**SHORT EXERCISE**
Reproduce the data below verbatim, from the line with "like x=99, y=55." up to and including the line with "x=342, y=190".

**DATASET ENTRIES**
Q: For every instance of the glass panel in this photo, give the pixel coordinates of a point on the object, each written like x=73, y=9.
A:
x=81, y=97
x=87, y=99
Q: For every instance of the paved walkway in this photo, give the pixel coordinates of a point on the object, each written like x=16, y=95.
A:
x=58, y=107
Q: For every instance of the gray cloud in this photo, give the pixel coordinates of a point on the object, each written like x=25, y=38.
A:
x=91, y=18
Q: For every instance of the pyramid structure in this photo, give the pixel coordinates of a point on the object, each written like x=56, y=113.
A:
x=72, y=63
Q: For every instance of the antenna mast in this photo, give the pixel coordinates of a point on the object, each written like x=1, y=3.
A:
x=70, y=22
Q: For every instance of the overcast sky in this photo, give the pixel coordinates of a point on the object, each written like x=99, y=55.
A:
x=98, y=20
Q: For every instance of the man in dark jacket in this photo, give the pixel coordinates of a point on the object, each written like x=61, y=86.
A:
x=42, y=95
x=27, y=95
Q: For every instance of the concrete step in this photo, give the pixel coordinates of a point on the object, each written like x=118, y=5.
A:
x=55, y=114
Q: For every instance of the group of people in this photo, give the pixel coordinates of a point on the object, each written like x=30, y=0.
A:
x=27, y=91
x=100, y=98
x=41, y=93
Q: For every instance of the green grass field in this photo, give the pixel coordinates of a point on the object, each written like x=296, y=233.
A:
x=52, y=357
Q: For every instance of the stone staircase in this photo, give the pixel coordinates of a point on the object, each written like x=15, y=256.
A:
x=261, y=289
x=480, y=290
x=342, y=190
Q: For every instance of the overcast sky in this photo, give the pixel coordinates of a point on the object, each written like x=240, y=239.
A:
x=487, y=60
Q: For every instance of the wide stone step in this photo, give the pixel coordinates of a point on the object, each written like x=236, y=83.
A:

**ANSWER FOR THIS EXERCISE**
Q: For every instance of the overcast sky in this photo, give the pixel coordinates of a point on the object, each written like x=99, y=55.
A:
x=98, y=20
Q: For every instance of the man in dark jacket in this photo, give the pixel coordinates of a point on the object, each written like x=61, y=86.
A:
x=42, y=95
x=27, y=95
Q: For every instance of the concrete step in this photo, give the pixel coordinates of a point on the object, each written like x=118, y=5.
A:
x=55, y=114
Q: For every instance of the group of people in this photo, give the pixel coordinates of a point on the object, each written like x=30, y=0.
A:
x=27, y=91
x=100, y=98
x=41, y=93
Q: For every instance of the green grass field in this photo, give the pixel coordinates of a point on the object, each written like x=296, y=233.
A:
x=52, y=357
Q: For every instance of the stone staircase in this photo, give the pixel coordinates of a point on the object, each written like x=15, y=256.
A:
x=261, y=289
x=480, y=290
x=342, y=190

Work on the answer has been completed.